[Приведённый текст]:
Читаем Доднесь тяготеет. Том 1. Записки вашей современницы полностью

Дорогая Адочка, ты не сердись на меня, что не отправила тебе телеграмму сразу — в Красноярске не успела, а в Новосибирске вокзал оказался чуть ли не за километр от перрона, на котором остановился поезд, и я не рискнула, т. к. боялась запутаться в «культурном», со всякими подземными ходами и переходами, вокзале и отстать от поезда. Поезд запаздывает, и поэтому время стоянок сокращается. Еду поездом Владивосток — Москва, как ты когда-то с Колымы, и все время не то что думаю о тебе, но чувствую тебя с собою.

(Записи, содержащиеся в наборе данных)
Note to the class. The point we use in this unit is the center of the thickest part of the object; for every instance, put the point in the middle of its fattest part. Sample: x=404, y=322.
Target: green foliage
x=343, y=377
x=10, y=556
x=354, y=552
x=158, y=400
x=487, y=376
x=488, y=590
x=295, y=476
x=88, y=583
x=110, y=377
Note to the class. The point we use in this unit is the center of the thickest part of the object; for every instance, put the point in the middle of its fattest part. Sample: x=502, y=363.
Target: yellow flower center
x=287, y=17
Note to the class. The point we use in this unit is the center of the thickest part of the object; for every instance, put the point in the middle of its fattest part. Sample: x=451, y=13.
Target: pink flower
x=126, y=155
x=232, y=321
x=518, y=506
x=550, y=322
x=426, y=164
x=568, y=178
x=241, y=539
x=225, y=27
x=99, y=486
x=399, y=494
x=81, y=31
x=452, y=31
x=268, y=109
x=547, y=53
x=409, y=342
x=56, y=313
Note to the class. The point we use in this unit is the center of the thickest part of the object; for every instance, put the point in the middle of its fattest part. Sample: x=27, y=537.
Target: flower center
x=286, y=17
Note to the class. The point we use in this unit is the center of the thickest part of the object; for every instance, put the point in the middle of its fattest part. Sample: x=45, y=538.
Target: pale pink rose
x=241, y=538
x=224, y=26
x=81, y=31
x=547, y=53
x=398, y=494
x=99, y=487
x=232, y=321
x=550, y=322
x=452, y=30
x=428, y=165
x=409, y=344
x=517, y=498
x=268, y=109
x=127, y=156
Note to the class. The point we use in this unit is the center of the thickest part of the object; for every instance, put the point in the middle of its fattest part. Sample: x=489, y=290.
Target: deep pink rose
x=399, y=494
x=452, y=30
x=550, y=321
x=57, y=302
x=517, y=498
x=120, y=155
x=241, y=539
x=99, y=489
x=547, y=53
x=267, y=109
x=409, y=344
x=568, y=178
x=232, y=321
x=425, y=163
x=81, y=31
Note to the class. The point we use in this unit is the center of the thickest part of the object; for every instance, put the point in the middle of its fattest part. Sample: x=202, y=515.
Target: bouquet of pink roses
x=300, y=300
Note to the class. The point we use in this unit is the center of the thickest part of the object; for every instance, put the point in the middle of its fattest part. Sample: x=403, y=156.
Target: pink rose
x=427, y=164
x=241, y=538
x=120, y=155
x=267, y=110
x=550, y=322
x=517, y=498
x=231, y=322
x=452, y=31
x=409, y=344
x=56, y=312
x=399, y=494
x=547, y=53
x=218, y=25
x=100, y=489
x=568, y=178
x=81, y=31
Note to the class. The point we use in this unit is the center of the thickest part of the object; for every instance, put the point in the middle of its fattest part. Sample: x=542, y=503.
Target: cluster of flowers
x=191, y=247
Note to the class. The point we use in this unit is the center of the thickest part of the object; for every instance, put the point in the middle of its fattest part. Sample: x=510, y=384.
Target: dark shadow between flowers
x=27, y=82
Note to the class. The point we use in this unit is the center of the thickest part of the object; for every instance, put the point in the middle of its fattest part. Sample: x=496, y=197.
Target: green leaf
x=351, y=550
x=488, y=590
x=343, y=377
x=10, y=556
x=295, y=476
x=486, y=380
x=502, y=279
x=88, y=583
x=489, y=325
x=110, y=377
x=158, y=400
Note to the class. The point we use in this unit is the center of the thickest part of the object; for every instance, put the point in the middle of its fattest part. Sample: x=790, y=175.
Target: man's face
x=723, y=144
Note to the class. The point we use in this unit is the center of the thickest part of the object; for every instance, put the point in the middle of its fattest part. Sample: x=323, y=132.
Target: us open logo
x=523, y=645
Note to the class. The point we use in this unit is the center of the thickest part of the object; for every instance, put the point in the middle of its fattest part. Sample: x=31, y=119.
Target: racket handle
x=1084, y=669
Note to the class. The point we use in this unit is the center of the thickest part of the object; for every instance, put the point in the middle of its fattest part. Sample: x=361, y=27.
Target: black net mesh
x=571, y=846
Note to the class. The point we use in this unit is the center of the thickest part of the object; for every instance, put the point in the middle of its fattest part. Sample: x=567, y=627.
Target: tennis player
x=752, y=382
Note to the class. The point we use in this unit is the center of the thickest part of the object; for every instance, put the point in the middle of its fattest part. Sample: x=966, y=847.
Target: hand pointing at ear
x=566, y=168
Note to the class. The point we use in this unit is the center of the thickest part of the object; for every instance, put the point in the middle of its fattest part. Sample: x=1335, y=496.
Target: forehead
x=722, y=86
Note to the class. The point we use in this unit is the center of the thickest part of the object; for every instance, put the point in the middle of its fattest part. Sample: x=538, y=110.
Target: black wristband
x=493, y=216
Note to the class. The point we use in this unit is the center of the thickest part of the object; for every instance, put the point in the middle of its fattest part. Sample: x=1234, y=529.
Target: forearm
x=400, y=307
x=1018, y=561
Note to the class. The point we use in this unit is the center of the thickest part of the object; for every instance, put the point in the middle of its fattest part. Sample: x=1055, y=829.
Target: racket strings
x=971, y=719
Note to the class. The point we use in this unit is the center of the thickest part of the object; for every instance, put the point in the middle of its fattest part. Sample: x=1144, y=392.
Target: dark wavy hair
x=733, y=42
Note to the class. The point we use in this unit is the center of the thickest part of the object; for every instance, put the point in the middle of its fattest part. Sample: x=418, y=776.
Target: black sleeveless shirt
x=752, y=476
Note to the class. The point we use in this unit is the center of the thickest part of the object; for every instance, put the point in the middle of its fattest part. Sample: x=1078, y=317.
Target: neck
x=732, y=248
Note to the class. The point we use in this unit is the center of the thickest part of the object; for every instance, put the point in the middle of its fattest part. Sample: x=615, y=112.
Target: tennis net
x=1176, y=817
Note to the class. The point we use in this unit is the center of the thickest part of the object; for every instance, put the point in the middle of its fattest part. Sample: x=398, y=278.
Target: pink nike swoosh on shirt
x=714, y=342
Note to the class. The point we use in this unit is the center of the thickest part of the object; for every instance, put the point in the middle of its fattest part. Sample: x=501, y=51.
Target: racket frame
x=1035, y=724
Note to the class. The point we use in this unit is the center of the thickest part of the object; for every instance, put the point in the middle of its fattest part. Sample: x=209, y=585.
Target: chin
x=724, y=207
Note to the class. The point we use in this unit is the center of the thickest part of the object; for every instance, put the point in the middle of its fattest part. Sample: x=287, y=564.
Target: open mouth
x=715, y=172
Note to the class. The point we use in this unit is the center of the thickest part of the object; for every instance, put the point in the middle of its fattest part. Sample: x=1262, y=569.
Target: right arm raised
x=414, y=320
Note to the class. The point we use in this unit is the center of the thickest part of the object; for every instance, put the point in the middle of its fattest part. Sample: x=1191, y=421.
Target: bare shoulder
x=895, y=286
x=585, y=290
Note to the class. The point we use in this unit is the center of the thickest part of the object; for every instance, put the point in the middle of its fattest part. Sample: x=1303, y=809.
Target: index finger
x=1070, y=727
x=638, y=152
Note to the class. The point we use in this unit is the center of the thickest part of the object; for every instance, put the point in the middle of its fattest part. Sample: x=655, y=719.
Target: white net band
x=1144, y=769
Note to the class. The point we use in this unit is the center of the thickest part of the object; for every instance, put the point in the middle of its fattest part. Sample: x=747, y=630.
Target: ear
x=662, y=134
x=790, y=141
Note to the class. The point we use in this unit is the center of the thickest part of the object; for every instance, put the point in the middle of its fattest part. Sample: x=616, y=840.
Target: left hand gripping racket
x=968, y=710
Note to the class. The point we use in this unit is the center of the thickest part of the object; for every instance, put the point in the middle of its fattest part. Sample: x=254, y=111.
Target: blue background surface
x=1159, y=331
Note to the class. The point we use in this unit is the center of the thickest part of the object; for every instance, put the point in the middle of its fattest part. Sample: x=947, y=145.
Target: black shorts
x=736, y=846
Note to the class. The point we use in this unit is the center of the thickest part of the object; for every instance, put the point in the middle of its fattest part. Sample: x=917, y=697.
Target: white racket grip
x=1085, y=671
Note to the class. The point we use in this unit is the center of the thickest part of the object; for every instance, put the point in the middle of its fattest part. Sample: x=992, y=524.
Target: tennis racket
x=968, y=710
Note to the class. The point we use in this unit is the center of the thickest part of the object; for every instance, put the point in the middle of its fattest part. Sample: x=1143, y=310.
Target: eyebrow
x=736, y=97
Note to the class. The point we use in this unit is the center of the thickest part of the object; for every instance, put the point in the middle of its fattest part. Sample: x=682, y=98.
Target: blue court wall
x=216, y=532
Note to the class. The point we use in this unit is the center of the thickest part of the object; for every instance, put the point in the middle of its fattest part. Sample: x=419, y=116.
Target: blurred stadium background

[Список заданий]:
a) Перечислите все географические названия, которые упоминаются в письме к Адочке.
b) Ответьте по письму к Адочке на вопросы:
(i) В каком городе автор письма не успела отправить телеграмму?
(ii) Чего автор письма опасалась на вокзале в Новосибирске?
(iii) Почему сокращается время стоянок поезда?

[Итоговые результаты]:
a) Красноярск, Новосибирск, Владивосток, Москва, Колыма

b)
(i) В Красноярске.
(ii) Автор боялась запутаться в вокзале с подземными ходами и переходами и отстать от поезда.
(iii) Поезд запаздывает.